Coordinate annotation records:
::::::

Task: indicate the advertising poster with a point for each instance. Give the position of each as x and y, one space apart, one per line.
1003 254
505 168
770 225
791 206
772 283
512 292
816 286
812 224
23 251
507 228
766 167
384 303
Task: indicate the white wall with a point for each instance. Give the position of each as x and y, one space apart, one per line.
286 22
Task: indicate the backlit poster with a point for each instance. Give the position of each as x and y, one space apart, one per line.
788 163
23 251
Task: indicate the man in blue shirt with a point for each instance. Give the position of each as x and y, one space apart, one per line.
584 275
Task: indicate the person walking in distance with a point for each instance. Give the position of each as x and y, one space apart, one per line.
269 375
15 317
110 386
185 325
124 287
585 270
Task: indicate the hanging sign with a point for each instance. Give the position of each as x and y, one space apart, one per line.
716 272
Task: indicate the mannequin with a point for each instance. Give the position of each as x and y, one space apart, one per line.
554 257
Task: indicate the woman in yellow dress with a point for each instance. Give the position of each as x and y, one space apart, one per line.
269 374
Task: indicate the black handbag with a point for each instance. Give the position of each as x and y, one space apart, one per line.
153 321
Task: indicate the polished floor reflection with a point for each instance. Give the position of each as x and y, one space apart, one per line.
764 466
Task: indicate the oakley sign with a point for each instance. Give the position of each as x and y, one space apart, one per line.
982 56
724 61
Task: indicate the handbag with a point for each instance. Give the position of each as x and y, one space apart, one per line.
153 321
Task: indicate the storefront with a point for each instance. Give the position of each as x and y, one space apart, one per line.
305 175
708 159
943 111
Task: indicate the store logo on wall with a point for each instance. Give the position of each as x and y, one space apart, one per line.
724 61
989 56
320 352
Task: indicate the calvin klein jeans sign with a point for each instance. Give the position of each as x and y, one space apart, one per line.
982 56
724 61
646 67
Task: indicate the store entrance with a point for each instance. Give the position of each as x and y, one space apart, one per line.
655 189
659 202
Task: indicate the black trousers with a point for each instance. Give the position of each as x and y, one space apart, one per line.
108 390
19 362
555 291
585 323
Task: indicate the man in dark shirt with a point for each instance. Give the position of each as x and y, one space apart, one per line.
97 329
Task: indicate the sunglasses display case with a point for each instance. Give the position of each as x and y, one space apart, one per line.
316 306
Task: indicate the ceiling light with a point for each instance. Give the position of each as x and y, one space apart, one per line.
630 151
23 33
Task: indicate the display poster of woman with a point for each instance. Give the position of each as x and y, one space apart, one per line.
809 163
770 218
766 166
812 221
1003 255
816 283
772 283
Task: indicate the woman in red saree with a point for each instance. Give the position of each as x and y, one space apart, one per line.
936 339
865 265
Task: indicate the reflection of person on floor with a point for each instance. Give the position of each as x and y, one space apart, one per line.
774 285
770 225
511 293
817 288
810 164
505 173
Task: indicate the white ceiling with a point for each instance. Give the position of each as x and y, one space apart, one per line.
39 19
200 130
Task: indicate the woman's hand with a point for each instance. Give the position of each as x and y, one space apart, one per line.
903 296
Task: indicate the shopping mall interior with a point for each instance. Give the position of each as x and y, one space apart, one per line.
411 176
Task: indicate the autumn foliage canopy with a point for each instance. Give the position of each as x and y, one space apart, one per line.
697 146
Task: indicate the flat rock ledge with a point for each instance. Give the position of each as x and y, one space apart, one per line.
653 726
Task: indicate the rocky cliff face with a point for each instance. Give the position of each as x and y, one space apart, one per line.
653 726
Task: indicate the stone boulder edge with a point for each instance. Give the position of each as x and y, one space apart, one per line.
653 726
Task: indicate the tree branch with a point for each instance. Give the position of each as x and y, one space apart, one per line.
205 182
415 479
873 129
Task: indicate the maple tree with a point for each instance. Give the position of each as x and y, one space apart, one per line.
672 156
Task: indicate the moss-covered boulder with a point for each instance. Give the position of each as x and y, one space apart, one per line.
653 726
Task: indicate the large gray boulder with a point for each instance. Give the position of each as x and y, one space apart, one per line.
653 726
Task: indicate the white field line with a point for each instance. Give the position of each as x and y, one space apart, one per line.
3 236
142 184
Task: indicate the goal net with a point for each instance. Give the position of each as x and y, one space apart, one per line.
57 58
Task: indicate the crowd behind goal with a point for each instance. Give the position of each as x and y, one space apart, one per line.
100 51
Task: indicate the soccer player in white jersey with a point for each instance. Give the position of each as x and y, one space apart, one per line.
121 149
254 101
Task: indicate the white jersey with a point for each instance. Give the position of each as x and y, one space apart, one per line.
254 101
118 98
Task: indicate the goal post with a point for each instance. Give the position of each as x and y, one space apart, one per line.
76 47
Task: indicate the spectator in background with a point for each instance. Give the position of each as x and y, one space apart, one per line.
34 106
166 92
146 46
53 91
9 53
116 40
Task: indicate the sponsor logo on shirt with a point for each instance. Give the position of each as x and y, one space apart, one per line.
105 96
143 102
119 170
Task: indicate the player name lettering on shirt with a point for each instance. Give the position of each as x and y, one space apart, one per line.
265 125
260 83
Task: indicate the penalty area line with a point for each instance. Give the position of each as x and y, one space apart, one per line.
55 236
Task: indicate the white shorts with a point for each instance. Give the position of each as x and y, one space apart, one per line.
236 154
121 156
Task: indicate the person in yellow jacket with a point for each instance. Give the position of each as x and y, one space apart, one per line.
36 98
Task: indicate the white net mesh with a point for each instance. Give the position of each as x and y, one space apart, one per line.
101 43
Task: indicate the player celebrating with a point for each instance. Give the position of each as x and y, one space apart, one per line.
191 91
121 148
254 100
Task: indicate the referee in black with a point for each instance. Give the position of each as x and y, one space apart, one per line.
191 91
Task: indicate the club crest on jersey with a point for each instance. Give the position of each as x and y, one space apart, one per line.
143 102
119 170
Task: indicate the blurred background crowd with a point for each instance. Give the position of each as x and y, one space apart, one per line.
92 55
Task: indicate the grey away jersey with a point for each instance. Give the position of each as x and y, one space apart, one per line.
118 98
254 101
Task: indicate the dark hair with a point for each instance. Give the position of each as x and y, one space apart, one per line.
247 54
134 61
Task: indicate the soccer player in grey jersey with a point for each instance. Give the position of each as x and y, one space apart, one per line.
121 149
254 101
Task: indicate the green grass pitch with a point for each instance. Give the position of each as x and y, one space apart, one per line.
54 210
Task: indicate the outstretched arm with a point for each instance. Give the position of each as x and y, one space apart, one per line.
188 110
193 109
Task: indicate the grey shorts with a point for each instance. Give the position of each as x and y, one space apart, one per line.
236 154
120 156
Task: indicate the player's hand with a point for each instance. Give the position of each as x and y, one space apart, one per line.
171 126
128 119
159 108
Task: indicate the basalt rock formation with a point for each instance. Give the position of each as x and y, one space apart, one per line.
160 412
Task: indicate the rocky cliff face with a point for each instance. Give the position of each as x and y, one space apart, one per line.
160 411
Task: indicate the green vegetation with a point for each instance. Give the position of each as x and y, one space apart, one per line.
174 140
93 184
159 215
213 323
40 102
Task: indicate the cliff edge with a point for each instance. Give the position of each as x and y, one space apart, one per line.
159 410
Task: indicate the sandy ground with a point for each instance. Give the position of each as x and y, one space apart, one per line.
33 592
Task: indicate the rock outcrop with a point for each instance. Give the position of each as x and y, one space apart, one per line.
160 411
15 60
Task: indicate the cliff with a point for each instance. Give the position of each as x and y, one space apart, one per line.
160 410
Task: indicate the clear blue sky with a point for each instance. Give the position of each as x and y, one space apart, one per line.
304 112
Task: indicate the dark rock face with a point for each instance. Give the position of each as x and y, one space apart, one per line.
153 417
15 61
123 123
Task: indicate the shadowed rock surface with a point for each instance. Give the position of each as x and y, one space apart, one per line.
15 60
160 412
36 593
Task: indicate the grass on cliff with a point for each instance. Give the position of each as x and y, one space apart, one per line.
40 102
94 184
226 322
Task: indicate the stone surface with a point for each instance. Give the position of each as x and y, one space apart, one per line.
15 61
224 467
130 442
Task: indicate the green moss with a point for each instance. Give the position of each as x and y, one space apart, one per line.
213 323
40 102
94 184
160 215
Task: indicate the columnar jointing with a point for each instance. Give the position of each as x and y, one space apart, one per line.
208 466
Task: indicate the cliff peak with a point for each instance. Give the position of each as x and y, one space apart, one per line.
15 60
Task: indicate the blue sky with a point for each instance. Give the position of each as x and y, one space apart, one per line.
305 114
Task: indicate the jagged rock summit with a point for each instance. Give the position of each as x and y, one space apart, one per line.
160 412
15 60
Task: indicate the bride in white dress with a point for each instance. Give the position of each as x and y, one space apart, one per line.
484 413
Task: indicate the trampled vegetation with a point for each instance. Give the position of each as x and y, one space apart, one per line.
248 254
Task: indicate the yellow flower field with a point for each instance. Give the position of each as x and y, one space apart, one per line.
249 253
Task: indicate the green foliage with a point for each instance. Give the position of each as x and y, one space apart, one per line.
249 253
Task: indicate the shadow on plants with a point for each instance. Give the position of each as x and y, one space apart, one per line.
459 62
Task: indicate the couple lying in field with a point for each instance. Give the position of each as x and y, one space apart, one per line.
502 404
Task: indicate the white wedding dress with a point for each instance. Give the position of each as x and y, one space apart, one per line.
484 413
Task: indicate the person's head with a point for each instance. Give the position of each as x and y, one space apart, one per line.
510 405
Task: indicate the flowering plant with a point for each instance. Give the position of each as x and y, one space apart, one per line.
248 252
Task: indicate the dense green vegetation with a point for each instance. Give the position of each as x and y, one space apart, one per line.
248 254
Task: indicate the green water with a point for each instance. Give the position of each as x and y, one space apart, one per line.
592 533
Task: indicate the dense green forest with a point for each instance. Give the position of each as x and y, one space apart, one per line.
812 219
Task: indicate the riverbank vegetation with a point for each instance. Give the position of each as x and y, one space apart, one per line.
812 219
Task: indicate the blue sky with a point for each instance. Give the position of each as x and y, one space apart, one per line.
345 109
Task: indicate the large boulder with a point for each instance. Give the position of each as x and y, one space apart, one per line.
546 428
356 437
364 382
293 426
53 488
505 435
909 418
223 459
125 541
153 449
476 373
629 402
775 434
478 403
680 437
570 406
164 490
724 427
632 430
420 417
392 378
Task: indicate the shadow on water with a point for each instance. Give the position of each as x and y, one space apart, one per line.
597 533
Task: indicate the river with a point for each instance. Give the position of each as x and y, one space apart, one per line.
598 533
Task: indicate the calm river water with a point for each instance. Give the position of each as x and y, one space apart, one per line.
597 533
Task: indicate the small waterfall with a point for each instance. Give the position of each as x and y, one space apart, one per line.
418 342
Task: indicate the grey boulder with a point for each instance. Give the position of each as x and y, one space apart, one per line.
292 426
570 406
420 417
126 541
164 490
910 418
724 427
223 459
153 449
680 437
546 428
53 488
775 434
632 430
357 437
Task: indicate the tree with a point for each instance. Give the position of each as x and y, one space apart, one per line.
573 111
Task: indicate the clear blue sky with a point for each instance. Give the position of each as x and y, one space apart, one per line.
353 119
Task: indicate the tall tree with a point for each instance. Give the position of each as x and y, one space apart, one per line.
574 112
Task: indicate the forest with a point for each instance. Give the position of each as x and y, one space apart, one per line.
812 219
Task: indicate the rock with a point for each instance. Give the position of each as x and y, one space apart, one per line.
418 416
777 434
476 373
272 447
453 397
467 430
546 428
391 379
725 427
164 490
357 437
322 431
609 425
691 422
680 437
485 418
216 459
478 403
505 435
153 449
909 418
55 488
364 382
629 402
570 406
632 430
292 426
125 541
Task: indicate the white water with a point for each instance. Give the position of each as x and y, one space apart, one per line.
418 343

::::::

Directive:
Print the line containing "Task: indicate the forest" and every line after it to the end of the records above, exactly as written, and nothing else.

Solution below:
Task: indicate the forest with a point for each instance. Give the position of each as x and y, one space apart, one per line.
812 219
Task: indicate the rock with a point for each instance. Give the position of each as x and y, one space apart, one per line.
418 416
777 434
476 373
272 447
453 397
467 430
546 428
391 379
725 427
164 490
357 437
322 431
609 425
691 422
680 437
485 418
216 459
478 403
505 435
153 449
909 418
55 488
364 382
629 402
570 406
632 430
292 426
125 541
Task: indicate the white water with a point for each instance. Give the position of each as x and y, one space apart, one per line.
418 343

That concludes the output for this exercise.